• Work instructions: In the records below, count every line where the string "eyeglasses" appears, and reply with the count only.
** Dataset content follows **
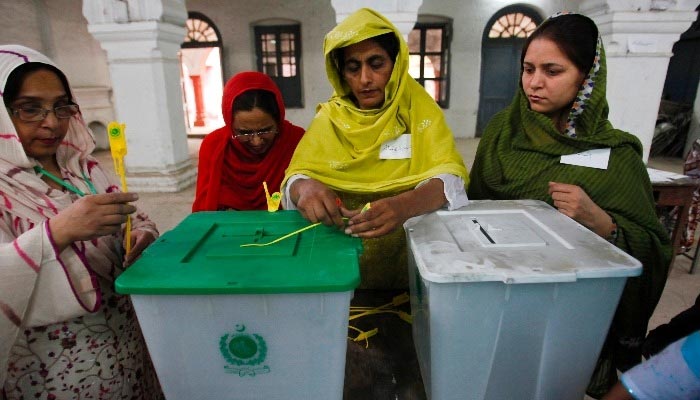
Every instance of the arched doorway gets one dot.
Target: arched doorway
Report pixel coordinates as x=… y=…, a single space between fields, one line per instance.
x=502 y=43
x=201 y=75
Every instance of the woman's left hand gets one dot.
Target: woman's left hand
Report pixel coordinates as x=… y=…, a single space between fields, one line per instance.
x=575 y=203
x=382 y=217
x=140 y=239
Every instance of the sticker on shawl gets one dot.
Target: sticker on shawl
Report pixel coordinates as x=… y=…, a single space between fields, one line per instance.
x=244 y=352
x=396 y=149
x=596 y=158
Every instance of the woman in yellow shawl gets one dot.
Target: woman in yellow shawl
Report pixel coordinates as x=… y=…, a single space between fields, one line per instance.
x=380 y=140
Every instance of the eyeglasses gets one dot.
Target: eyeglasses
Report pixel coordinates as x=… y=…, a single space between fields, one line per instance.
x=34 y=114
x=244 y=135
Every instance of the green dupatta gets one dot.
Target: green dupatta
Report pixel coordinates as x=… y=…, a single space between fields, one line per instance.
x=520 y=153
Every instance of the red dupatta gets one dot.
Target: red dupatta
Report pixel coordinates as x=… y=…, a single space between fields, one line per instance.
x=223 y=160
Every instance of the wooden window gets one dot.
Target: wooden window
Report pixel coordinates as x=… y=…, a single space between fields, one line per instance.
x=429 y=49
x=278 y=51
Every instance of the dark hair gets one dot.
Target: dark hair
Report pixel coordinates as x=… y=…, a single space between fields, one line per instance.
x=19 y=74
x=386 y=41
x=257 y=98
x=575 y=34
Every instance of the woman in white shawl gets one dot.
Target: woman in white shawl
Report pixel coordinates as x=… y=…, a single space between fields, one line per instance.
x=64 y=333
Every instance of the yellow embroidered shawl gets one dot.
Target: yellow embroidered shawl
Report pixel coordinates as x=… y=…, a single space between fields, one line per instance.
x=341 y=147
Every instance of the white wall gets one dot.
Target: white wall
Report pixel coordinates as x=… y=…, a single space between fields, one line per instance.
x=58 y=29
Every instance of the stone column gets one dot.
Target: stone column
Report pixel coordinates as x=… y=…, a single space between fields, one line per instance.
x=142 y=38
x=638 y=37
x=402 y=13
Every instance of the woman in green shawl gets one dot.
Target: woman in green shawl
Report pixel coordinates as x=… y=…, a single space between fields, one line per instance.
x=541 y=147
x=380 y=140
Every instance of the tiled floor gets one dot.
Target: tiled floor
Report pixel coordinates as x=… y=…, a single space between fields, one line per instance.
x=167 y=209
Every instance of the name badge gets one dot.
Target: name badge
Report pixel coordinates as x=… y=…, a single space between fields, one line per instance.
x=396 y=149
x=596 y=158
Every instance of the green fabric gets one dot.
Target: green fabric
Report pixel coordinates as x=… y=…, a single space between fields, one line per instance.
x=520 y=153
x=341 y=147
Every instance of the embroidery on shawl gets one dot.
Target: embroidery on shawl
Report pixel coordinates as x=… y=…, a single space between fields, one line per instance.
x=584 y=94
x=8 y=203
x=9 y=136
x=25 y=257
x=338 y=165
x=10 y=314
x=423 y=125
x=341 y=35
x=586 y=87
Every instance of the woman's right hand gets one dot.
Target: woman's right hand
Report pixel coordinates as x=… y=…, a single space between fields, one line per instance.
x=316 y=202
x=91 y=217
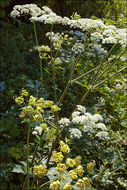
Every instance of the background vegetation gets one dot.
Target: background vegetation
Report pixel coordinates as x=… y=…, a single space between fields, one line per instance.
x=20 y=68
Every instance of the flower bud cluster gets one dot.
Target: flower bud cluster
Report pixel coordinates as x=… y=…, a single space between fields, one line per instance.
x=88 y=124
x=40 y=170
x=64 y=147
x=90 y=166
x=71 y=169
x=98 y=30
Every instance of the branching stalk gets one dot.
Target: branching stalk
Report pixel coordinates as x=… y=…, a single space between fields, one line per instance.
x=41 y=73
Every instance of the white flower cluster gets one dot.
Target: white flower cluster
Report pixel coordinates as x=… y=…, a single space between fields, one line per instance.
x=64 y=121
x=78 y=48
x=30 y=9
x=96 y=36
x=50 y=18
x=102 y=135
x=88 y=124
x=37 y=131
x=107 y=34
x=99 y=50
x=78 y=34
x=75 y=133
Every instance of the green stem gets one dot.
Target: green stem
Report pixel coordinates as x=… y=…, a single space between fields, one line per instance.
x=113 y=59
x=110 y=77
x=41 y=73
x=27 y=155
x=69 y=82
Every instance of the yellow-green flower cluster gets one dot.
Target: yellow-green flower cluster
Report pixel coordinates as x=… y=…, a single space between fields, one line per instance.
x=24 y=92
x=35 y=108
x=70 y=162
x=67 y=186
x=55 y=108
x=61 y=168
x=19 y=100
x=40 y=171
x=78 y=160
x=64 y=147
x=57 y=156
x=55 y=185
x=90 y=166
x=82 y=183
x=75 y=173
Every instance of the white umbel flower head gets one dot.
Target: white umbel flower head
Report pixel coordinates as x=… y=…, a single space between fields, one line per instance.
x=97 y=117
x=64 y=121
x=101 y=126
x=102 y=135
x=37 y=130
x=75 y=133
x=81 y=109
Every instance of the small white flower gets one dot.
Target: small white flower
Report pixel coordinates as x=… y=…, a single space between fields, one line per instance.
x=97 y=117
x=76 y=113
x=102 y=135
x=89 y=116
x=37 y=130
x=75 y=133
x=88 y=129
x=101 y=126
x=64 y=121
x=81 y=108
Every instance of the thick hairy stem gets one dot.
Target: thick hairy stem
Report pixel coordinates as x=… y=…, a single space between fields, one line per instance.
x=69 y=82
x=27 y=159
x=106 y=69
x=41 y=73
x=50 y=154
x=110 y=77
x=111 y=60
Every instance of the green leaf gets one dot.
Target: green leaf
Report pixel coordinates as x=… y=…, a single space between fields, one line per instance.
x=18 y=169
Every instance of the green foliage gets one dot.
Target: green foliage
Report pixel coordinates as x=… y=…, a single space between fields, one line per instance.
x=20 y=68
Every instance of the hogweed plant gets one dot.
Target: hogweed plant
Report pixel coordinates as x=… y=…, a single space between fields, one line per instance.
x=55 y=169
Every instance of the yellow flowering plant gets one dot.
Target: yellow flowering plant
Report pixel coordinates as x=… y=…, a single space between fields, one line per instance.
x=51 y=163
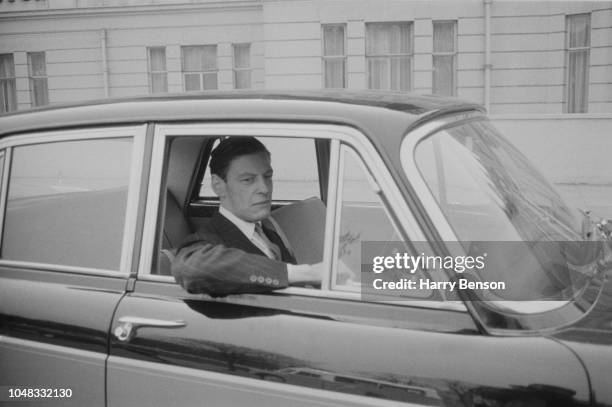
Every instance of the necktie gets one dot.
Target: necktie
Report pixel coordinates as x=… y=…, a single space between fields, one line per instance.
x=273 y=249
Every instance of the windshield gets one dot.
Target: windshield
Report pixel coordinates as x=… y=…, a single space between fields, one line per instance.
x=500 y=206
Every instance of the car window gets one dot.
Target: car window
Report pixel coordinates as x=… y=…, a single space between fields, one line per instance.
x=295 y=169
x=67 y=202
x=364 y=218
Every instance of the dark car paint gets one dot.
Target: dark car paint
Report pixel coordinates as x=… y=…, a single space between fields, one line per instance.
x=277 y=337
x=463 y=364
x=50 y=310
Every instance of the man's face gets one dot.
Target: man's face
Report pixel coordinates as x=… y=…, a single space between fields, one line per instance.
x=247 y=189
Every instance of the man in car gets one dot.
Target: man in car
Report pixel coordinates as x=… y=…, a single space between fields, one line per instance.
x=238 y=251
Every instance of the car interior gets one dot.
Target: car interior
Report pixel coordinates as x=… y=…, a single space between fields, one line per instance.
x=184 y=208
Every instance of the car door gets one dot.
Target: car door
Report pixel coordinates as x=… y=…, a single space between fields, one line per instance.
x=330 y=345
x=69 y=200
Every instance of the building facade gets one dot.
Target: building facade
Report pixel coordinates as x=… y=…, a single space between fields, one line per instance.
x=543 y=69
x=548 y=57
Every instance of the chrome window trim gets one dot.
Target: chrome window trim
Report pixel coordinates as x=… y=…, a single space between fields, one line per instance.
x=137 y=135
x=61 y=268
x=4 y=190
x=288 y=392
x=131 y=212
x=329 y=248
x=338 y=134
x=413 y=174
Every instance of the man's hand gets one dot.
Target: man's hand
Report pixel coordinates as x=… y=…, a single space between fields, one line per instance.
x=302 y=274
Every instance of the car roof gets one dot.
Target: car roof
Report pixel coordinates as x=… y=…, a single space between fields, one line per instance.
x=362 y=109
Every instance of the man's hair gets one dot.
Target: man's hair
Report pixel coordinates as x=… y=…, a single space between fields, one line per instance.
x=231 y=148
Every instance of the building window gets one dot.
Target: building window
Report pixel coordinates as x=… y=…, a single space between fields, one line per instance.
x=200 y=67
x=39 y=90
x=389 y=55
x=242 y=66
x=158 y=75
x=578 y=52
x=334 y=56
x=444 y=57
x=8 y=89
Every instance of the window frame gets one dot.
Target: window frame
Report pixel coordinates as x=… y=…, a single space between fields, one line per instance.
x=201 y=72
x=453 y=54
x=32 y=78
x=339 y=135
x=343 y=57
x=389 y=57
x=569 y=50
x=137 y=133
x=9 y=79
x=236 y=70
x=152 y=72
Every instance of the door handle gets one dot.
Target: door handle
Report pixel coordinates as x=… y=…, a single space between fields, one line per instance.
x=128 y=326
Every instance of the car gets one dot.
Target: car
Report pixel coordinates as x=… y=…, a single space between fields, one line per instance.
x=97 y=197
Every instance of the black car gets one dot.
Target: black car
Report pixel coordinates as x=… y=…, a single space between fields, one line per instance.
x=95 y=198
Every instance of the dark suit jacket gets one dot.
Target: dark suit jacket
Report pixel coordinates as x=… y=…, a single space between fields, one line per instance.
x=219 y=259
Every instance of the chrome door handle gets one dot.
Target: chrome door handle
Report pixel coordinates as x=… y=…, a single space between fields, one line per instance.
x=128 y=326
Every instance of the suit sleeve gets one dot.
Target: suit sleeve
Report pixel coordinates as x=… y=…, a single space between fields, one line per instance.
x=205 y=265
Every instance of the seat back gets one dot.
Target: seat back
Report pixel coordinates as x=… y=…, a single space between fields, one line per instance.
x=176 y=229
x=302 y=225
** End of Dataset content **
** Dataset content follows **
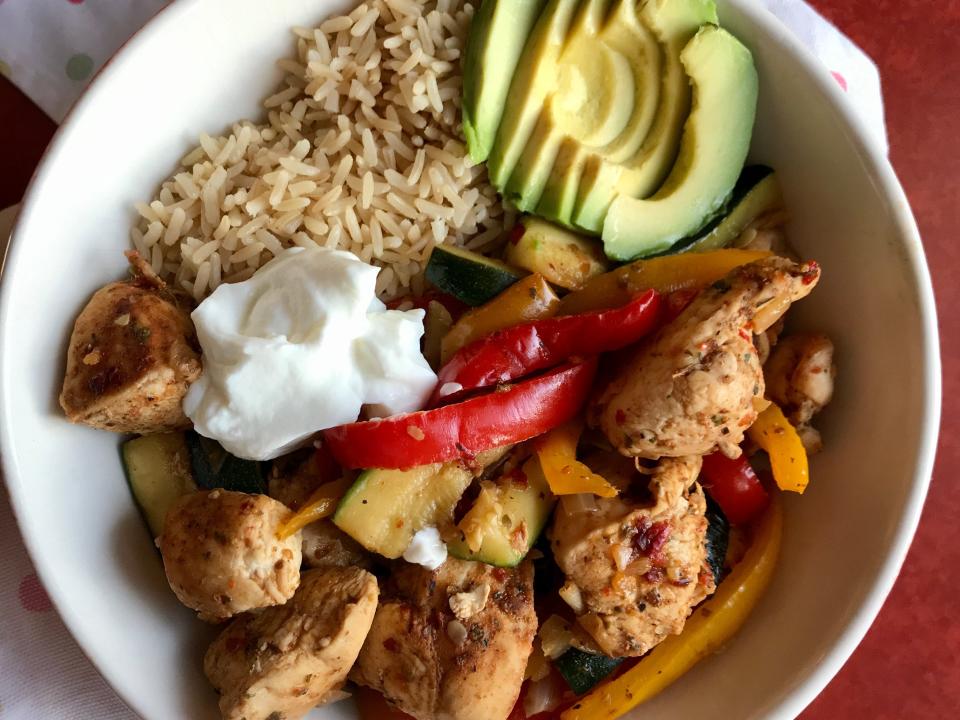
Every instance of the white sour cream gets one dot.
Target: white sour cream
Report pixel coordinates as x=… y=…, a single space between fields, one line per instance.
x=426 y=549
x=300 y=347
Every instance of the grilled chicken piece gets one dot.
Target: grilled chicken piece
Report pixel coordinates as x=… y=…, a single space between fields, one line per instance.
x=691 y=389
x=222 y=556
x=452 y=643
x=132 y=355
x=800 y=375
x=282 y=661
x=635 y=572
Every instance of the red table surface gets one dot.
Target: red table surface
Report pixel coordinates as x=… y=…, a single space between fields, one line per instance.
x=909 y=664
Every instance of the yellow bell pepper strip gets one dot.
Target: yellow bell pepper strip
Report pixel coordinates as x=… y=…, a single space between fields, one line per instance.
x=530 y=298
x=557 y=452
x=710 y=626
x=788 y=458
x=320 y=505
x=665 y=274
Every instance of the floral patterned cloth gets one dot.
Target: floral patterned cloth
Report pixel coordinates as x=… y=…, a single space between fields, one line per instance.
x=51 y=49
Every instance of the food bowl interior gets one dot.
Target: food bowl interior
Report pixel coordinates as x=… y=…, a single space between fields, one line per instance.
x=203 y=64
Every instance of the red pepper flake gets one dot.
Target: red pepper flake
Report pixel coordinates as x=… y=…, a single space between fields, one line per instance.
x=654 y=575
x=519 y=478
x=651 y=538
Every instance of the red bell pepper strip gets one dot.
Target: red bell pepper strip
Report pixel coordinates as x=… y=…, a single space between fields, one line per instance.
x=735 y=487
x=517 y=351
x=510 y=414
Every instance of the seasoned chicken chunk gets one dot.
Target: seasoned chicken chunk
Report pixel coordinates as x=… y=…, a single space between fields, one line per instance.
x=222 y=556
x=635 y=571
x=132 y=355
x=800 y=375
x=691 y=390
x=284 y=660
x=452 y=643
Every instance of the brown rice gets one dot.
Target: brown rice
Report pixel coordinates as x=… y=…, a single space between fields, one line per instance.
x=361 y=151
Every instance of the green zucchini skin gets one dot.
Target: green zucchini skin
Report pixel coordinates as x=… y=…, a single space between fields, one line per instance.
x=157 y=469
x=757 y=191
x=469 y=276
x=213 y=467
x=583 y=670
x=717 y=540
** End of Dataset content **
** Dataset content follows **
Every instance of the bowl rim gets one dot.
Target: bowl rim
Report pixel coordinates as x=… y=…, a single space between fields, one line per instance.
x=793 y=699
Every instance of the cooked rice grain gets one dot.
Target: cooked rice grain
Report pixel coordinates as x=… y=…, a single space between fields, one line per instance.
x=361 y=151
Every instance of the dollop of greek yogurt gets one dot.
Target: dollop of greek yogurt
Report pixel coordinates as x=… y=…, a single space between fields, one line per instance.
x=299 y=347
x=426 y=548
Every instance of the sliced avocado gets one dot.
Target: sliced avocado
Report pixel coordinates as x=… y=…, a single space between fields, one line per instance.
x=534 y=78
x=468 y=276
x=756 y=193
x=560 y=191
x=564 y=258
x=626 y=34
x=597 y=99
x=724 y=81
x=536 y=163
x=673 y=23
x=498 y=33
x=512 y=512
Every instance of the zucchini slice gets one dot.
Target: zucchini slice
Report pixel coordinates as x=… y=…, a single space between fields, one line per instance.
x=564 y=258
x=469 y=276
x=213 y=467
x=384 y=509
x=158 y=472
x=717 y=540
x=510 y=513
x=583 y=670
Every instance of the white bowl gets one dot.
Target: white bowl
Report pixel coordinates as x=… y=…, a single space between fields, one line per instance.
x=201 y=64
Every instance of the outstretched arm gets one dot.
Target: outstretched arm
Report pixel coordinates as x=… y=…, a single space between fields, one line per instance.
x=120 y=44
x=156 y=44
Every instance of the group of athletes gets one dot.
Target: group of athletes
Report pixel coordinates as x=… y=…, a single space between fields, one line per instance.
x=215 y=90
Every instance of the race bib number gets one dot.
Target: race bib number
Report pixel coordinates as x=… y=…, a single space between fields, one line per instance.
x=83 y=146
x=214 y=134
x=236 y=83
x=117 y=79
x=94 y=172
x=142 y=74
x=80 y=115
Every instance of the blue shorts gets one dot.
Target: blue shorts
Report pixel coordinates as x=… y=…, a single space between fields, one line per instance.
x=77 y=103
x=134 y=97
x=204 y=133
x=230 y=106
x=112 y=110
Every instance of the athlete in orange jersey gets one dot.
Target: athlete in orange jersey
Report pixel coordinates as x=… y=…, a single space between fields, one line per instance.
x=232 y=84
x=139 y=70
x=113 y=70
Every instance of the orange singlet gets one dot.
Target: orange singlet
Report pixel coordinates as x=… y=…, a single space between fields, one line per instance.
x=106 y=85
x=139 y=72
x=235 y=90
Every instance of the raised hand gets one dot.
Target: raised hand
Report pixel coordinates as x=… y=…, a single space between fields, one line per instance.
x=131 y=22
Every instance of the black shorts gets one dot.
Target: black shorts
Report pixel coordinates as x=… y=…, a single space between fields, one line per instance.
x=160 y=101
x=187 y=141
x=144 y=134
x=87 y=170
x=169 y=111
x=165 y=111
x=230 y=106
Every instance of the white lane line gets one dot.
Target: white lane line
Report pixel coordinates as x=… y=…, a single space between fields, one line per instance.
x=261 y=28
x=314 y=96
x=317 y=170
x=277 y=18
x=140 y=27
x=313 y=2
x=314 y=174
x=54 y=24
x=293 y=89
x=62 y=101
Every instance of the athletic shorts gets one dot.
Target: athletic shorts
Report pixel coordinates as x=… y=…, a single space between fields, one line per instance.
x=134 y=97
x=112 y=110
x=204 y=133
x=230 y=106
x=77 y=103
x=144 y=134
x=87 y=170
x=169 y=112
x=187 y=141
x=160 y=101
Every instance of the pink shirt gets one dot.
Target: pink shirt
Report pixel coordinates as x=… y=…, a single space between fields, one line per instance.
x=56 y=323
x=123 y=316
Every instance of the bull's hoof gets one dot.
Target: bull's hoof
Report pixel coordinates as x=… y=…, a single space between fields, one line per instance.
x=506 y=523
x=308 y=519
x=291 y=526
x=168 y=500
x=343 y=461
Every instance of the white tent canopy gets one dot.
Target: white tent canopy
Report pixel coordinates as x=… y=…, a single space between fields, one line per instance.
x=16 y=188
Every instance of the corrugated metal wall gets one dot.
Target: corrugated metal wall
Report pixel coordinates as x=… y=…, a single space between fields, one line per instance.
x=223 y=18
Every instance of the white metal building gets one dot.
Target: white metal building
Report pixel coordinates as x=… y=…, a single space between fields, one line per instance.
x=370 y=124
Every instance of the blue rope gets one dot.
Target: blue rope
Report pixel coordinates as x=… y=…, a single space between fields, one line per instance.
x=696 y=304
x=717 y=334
** End of Dataset content **
• Expected answer: 2